— begin PASSAGE TO READ —
Monday, February 24, 2014

My transportation dilemma.

As a veterinarian I am becoming a wealthy, wealthy man so I've decided to upgrade my daily transportation from the Bianchi Volpe I bought used 10 years ago for 400 bucks.  I thought about a sweet custom bike or even leasing a Honda, but I settled on a Bentley instead.  Because I want to roll in style.  It is totally affordable as long as my plan to win the lottery in the next 5 years comes to fruition.  My wife divorced me because she thinks I am an idiot with money.  Now I'm in a little bit of trouble because I may have overestimated my vast wealth by a smidgeon.  I'm having a hard time with the alimony on top of the mortgage and everything else.  I haven't even thought about selling the Bentley.  I might ask my parents for a loan to cover the car payments.

Does this scenario sound at all like a city with a 5 billion dollar drill stuck in the ground, asking for voters to approve a tax increase so that bus service isn't cut?

Does it sound at all like a country that can't take care of its citizens because its too busy writing blank checks to to companies that turn around and hand it to their CEO, or the military which in turn hands it to civilian contractors?

See you later.  I'm the not-so-wealthy veterinarian on the Bianchi.  I am happy and damn lucky to have a beautiful family and own a home.  But I'm disappointed with some of the decisions of our elected leaders.

Sunday, February 9, 2014

Retrofitting a bike for metal fenders

The sliding bracket on my SKS fenders that always comes loose once again broke.  So rather than replace them I looked into having some eyelets added to the seatstay and chainstay of my old Bianchi Volpe, perpendicular to the tire.   It turns out that Garth at  haulincolin.com can do this quickly and for a very reasonable charge.
— end PASSAGE TO READ —
** EXERCISE OBJECTIVE **
Please return the part of the bicycle blog post from "Monday, February 24, 2014" up to and including "the car payments.", copied word for word. The items that come after this text aren't needed.
— begin MATERIAL —
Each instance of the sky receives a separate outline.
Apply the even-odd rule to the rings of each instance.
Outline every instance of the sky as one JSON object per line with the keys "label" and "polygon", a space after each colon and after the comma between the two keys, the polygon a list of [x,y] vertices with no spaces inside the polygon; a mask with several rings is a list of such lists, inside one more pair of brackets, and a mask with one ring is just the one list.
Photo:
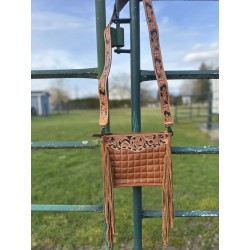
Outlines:
{"label": "sky", "polygon": [[[106,0],[109,21],[114,0]],[[202,62],[219,66],[219,2],[153,1],[159,26],[165,70],[197,70]],[[129,17],[127,4],[120,17]],[[115,26],[114,26],[115,27]],[[124,49],[130,48],[129,25]],[[143,4],[140,3],[141,69],[153,70]],[[31,1],[31,69],[80,69],[97,66],[94,0]],[[119,77],[120,76],[120,77]],[[110,87],[130,86],[129,54],[113,52]],[[56,79],[32,80],[32,90],[49,90]],[[169,80],[170,94],[178,94],[183,80]],[[142,83],[157,90],[155,81]],[[65,79],[70,97],[97,96],[96,79]]]}

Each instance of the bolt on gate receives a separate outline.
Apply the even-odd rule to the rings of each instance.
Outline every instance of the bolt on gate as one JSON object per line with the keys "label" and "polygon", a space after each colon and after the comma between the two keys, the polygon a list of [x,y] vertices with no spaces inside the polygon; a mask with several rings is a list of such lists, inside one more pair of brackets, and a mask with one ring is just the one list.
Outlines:
{"label": "bolt on gate", "polygon": [[[165,0],[168,1],[168,0]],[[191,0],[182,0],[191,1]],[[203,1],[203,0],[200,0]],[[214,1],[214,0],[204,0]],[[117,46],[114,52],[130,53],[131,68],[131,131],[141,131],[141,107],[140,107],[140,83],[142,81],[155,80],[154,71],[140,69],[140,0],[130,0],[129,18],[116,17],[116,27],[120,24],[130,25],[130,49],[121,49]],[[119,9],[118,0],[116,5]],[[105,0],[95,0],[96,8],[96,37],[97,37],[97,68],[88,69],[66,69],[66,70],[32,70],[31,79],[53,79],[53,78],[92,78],[98,79],[104,66],[104,38],[103,31],[106,27]],[[119,39],[122,40],[118,35]],[[218,79],[218,70],[176,70],[166,71],[167,79]],[[109,128],[108,128],[109,131]],[[32,142],[32,149],[89,149],[100,147],[96,141],[53,141],[53,142]],[[217,146],[178,146],[171,148],[172,154],[218,154]],[[103,205],[38,205],[32,204],[31,211],[48,212],[103,212]],[[162,212],[158,210],[143,210],[142,188],[133,187],[133,224],[134,224],[134,249],[142,249],[142,219],[160,218]],[[218,210],[175,210],[175,217],[214,217],[219,216]],[[108,248],[105,240],[105,248]]]}

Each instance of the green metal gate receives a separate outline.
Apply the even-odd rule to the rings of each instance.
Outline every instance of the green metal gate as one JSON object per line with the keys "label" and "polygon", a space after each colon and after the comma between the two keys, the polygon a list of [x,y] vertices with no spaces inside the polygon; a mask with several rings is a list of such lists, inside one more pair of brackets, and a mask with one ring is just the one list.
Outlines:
— end MATERIAL —
** EXERCISE SOLUTION **
Monday, February 24, 2014

My transportation dilemma.

As a veterinarian I am becoming a wealthy, wealthy man so I've decided to upgrade my daily transportation from the Bianchi Volpe I bought used 10 years ago for 400 bucks.  I thought about a sweet custom bike or even leasing a Honda, but I settled on a Bentley instead.  Because I want to roll in style.  It is totally affordable as long as my plan to win the lottery in the next 5 years comes to fruition.  My wife divorced me because she thinks I am an idiot with money.  Now I'm in a little bit of trouble because I may have overestimated my vast wealth by a smidgeon.  I'm having a hard time with the alimony on top of the mortgage and everything else.  I haven't even thought about selling the Bentley.  I might ask my parents for a loan to cover the car payments.